# [PASSAGE CITÉ]
....

Les brasseurs allemands se sont longtemps méfiés de l’augmentation des prix.
Lorsque le roi Ludwig 1 a augmenté la taxe sur la bière de 8% en 1844, des émeutes ont éclaté entre les ouvriers et l’armée à Munich qui ont duré trois jours. Mais Johannes Faust et ses 1 500 homologues dispersés à travers le pays pourraient bientôt n’avoir guère le choix.
Faust brasse de la bière sur les rives du Main, dans le nord de la Bavière, nichée entre les maisons à colombages du centre historique de la petite ville de Miltenberg, depuis 30 ans. Le directeur général n’a jamais vu ses coûts augmenter à l’échelle qu’ils sont aujourd’hui.
Le malt que la brasserie familiale de Faust achète auprès de producteurs allemands locaux depuis qu’elle a commencé à fabriquer de la bière en 1654 va bientôt doubler de prix. L’invasion de l’Ukraine par la Russie a affecté l’approvisionnement en céréales des deux pays, qui produisent ensemble plus d’un tiers du marché mondial de l’orge.
La brasserie doit également payer au moins un tiers de plus pour ses bouteilles en verre, ainsi que des prix plus élevés de plus de 50 % pour les étuis en plastique et les trois quarts de plus pour ses capsules de bouteilles en métal. Les dépenses d’énergie, de transport et de personnel augmentent également. « Je n’ai jamais vu une telle inflation », a déclaré Faust.
Cette brasserie, comme beaucoup d’autres dans le pays, avait pu protéger ses clients de la hausse des coûts grâce à des contrats d’approvisionnement à long terme. Le doublement du prix du malt qu’il a récemment convenu concerne l’approvisionnement de l’année prochaine, tandis que son contrat énergétique de deux ans signifie que ses prix de l’électricité n’augmenteront pas avant 2024.
Mais, à moins que les coûts ne chutent rapidement dans les mois à venir, des prix plus élevés pour les buveurs de bière du pays devraient suivre. Holger Eichele, président de l’association des brasseurs allemands, a déclaré : « Pour de nombreuses entreprises, cela devient une menace existentielle ».
Dans toute la zone euro, les fabricants subissent la pression de la hausse des coûts – les prix à la production ont augmenté à un niveau record de 37,2 % au cours de l’année jusqu’en avril.

....

Relevés de points étiquetés
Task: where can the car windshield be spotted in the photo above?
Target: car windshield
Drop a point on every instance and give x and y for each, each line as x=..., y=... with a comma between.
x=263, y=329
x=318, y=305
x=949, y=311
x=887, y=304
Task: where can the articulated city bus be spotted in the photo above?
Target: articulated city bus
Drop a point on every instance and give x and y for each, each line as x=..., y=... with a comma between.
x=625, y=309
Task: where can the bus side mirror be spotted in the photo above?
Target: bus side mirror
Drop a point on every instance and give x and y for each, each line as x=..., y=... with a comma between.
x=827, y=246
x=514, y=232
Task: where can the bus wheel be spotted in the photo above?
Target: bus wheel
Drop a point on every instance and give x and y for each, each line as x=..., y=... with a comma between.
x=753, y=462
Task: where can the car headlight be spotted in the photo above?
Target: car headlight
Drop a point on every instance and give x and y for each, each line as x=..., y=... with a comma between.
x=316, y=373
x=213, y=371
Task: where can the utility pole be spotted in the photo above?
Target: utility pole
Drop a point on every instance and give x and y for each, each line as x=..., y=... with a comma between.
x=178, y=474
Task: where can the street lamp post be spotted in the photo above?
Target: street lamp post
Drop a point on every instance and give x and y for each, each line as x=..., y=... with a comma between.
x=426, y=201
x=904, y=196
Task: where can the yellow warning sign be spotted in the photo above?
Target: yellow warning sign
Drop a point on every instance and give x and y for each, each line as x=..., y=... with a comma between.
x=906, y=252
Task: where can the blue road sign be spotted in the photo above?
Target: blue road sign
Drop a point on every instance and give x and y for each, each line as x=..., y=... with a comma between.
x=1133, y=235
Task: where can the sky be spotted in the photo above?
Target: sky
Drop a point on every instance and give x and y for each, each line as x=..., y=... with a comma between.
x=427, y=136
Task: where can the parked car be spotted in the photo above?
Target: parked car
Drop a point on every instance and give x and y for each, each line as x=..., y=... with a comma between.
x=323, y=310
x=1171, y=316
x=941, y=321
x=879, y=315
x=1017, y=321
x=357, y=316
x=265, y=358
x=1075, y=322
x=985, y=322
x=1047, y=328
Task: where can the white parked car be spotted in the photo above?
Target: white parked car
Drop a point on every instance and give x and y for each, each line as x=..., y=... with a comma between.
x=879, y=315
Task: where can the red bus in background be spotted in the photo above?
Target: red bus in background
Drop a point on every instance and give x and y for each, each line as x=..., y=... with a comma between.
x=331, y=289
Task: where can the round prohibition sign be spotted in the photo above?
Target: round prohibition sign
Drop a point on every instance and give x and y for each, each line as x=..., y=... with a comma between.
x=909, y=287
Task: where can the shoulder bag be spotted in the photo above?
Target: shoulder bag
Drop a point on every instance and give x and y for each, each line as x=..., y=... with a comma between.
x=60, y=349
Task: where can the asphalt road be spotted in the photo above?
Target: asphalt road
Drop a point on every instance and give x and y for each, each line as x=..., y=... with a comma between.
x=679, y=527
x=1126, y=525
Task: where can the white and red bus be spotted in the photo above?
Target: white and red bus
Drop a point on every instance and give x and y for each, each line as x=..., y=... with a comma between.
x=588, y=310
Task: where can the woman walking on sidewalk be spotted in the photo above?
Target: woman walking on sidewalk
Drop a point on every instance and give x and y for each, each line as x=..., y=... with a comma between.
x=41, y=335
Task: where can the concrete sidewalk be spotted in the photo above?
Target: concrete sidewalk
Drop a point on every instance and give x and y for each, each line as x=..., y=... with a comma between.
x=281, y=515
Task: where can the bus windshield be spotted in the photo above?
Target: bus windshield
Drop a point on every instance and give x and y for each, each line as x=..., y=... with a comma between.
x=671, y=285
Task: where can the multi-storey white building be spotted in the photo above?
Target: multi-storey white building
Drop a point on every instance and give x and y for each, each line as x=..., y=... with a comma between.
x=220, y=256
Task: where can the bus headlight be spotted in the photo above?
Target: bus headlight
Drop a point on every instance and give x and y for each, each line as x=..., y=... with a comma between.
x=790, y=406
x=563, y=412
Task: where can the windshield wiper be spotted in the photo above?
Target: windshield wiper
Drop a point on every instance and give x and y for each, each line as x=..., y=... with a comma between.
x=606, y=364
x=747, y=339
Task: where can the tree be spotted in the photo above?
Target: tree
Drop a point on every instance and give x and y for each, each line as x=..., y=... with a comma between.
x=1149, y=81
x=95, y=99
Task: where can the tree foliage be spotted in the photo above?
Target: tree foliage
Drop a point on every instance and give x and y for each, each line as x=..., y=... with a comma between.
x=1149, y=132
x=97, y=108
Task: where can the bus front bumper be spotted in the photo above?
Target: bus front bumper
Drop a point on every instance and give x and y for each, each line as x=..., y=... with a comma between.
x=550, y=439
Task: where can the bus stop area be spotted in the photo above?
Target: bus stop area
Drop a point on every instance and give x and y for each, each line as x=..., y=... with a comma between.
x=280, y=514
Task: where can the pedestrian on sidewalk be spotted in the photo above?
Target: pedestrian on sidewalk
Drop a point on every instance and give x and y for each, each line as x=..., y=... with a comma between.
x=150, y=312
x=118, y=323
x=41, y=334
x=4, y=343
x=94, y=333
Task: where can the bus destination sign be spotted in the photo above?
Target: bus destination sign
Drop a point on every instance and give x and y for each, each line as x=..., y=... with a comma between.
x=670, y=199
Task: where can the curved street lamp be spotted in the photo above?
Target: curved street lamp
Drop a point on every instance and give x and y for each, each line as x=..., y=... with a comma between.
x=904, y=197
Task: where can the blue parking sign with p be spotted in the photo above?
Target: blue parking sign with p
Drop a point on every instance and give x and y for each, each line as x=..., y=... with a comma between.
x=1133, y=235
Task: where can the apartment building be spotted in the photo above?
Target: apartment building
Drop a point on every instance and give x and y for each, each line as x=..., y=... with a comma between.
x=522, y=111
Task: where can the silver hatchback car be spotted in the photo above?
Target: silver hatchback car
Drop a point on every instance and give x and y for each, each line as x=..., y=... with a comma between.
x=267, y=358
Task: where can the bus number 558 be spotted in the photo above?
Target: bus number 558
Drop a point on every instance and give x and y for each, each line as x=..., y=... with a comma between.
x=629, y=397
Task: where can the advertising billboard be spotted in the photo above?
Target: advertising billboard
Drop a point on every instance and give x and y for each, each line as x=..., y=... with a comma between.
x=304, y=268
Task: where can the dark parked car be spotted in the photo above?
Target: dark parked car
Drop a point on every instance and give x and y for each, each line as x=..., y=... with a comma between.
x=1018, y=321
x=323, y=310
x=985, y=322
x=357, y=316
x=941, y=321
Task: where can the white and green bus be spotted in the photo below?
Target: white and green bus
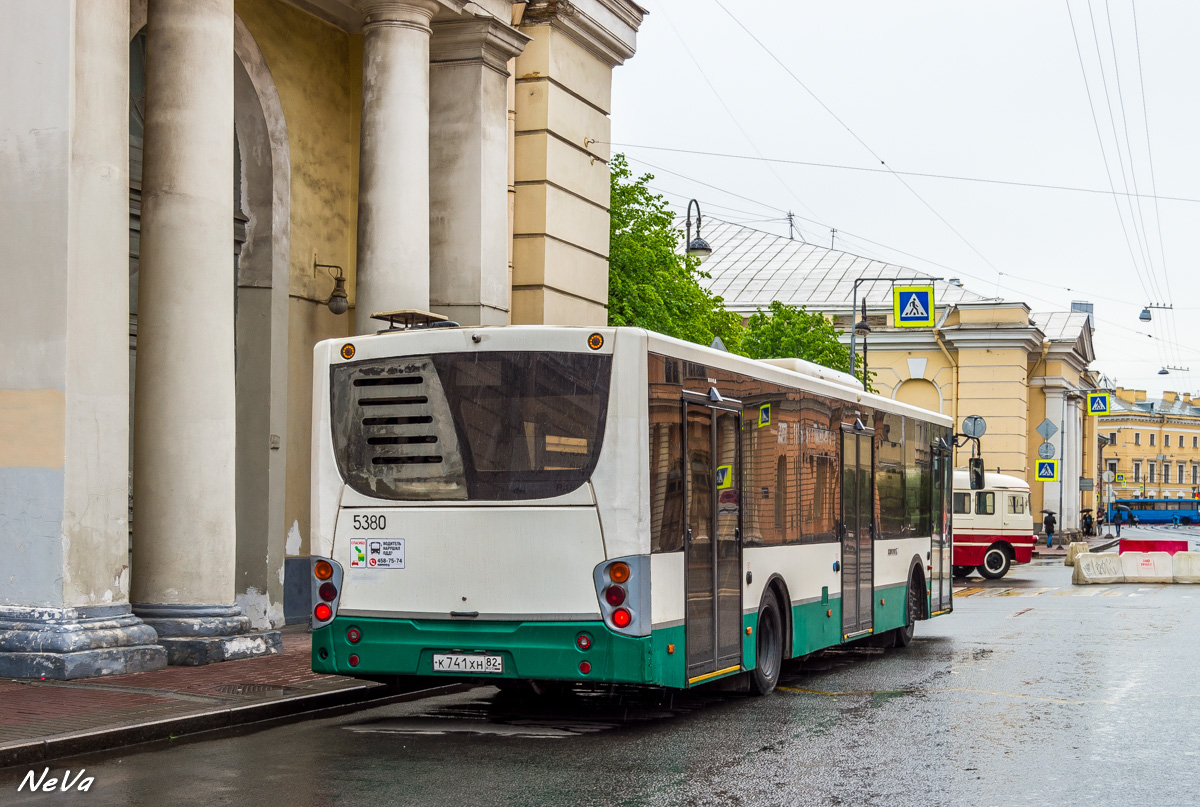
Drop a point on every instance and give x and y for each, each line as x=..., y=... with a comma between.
x=611, y=506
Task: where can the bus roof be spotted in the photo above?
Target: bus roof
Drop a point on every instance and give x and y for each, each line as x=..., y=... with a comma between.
x=995, y=480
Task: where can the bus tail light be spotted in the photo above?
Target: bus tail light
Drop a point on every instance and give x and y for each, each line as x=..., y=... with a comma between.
x=623, y=591
x=327, y=587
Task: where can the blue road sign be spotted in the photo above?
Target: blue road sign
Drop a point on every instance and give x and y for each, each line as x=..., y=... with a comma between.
x=1047, y=471
x=913, y=306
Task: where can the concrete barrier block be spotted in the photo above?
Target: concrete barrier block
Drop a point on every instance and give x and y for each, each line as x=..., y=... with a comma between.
x=1074, y=549
x=1147, y=567
x=1097, y=567
x=1186, y=567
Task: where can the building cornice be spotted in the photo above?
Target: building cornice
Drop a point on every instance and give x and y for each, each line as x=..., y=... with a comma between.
x=479, y=40
x=605, y=28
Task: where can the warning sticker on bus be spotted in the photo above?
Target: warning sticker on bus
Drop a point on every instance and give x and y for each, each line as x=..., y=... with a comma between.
x=385, y=553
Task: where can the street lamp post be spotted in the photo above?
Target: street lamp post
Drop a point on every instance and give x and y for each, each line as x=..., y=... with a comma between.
x=863, y=329
x=699, y=247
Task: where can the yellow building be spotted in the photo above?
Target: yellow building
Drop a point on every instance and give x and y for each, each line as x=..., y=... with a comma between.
x=191, y=196
x=985, y=356
x=1152, y=446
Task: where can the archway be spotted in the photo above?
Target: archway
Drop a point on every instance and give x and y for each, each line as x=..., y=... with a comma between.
x=262, y=192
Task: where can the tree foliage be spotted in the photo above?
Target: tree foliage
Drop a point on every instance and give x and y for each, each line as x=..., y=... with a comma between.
x=651, y=285
x=654, y=286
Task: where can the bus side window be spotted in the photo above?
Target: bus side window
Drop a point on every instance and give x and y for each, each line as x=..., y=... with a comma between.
x=985, y=502
x=666, y=477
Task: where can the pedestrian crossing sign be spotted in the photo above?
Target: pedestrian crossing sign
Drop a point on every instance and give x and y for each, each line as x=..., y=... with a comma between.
x=1047, y=471
x=1098, y=404
x=913, y=306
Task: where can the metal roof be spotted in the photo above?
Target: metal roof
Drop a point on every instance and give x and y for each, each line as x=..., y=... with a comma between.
x=750, y=268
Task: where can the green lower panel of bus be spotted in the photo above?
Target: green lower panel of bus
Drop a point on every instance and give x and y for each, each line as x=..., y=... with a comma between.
x=550, y=650
x=528, y=650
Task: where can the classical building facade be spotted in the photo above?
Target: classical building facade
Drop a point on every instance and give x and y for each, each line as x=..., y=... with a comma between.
x=985, y=356
x=192, y=193
x=1152, y=446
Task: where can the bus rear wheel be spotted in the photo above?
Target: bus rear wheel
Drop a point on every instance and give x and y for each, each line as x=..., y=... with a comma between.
x=769, y=647
x=995, y=562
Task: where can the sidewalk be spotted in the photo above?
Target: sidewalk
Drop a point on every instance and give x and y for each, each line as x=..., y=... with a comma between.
x=47, y=719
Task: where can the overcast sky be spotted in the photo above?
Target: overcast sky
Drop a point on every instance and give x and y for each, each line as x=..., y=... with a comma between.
x=987, y=90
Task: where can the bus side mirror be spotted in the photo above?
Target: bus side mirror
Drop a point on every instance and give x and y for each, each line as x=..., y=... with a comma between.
x=975, y=468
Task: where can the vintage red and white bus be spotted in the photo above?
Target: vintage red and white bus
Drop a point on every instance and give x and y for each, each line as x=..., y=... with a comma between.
x=993, y=526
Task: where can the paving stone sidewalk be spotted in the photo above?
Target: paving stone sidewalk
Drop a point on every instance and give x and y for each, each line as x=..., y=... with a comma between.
x=47, y=719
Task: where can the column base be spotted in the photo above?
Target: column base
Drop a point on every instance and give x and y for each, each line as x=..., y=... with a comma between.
x=195, y=635
x=76, y=643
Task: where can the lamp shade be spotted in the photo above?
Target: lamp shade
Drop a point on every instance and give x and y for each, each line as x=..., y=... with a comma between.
x=700, y=249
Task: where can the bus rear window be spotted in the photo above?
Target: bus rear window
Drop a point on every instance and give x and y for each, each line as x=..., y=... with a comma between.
x=486, y=425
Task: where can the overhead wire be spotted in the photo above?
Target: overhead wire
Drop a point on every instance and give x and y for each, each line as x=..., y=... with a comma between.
x=861, y=141
x=730, y=112
x=985, y=180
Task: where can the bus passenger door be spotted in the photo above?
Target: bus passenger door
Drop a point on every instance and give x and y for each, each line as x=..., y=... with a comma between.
x=941, y=583
x=857, y=533
x=713, y=549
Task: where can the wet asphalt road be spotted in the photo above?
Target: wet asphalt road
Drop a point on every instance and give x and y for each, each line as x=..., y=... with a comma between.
x=1032, y=693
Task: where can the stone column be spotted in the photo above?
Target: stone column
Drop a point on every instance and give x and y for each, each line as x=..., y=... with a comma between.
x=394, y=160
x=1051, y=491
x=469, y=169
x=64, y=351
x=184, y=444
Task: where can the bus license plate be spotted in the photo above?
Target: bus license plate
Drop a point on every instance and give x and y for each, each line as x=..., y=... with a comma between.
x=467, y=663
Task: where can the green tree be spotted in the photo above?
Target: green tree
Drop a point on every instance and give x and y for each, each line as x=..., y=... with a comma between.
x=789, y=332
x=652, y=285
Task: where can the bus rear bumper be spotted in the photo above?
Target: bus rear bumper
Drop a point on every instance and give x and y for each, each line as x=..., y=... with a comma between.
x=528, y=650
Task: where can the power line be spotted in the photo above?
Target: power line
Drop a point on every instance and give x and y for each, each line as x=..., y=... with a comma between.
x=730, y=112
x=808, y=163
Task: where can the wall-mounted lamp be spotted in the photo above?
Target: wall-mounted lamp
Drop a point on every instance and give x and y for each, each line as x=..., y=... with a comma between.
x=339, y=302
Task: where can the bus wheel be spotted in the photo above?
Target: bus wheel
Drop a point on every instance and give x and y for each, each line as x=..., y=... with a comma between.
x=769, y=647
x=995, y=562
x=903, y=637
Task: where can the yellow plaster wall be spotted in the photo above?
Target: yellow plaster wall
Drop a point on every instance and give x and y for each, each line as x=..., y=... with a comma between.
x=33, y=428
x=318, y=71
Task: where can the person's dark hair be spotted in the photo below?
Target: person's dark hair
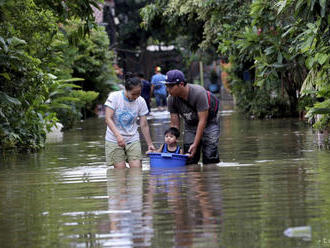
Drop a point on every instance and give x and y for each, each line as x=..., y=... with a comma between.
x=131, y=81
x=141, y=74
x=174, y=131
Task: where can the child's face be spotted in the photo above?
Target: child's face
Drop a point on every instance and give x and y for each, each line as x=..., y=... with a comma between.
x=170, y=139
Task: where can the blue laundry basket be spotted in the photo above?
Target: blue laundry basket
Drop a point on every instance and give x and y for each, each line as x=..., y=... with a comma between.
x=167, y=160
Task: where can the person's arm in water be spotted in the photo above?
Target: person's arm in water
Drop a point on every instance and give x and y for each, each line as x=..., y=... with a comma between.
x=109, y=112
x=145, y=130
x=202, y=120
x=175, y=121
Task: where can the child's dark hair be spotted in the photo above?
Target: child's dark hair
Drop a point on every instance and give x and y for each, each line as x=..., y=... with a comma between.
x=174, y=131
x=131, y=81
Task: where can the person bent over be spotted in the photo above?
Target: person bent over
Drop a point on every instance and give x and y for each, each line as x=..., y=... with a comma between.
x=195, y=106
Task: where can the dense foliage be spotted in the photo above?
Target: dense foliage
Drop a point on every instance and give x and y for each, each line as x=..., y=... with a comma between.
x=42, y=55
x=282, y=45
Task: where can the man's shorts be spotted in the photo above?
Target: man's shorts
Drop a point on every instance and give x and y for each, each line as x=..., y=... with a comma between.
x=208, y=145
x=115, y=154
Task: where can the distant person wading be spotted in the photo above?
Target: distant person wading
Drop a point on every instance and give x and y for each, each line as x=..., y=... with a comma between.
x=158, y=89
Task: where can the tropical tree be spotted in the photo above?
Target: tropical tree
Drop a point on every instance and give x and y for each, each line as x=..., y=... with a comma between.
x=36, y=67
x=284, y=45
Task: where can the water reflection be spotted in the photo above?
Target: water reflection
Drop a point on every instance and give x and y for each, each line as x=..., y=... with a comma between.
x=127, y=226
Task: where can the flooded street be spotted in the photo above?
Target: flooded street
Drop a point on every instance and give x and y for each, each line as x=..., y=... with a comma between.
x=272, y=176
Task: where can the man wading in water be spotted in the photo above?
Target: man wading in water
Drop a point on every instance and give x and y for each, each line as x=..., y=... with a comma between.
x=198, y=108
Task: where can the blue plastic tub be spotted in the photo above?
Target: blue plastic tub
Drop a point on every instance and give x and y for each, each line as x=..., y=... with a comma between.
x=167, y=160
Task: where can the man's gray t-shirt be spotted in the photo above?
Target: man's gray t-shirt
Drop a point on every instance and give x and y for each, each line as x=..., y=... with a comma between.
x=197, y=102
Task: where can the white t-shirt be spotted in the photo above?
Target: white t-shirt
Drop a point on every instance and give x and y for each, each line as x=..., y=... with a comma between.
x=125, y=116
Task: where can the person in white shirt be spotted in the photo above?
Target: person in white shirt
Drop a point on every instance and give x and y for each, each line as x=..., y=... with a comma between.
x=122, y=141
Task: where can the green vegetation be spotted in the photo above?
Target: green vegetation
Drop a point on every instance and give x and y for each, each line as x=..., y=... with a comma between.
x=284, y=45
x=55, y=65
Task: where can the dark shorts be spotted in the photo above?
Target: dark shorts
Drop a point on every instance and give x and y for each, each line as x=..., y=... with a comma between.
x=208, y=145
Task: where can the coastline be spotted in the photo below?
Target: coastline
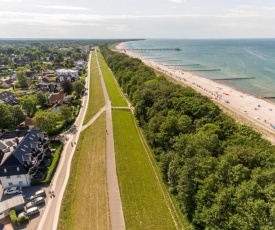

....

# [À FAIRE]
[1] Dans l'article sur les brasseurs allemands, relevez les emballages que la brasserie de Faust doit payer plus cher, avec la hausse donnée pour chacun.
[2] Recopiez le passage de l'article sur les brasseurs allemands qui commence par « Le malt que » et se poursuit jusqu'à « mondial de l’orge. ».
[3] D'après l'article sur les brasseurs allemands, en quelle année la brasserie familiale de Faust a-t-elle commencé à fabriquer de la bière ?

# [RÉPONSES]
[1]
- Bouteilles en verre : au moins un tiers de plus
- Étuis en plastique : plus de 50 % de plus
- Capsules de bouteilles en métal : les trois quarts de plus

[2]
Le malt que la brasserie familiale de Faust achète auprès de producteurs allemands locaux depuis qu’elle a commencé à fabriquer de la bière en 1654 va bientôt doubler de prix. L’invasion de l’Ukraine par la Russie a affecté l’approvisionnement en céréales des deux pays, qui produisent ensemble plus d’un tiers du marché mondial de l’orge.

[3] En 1654.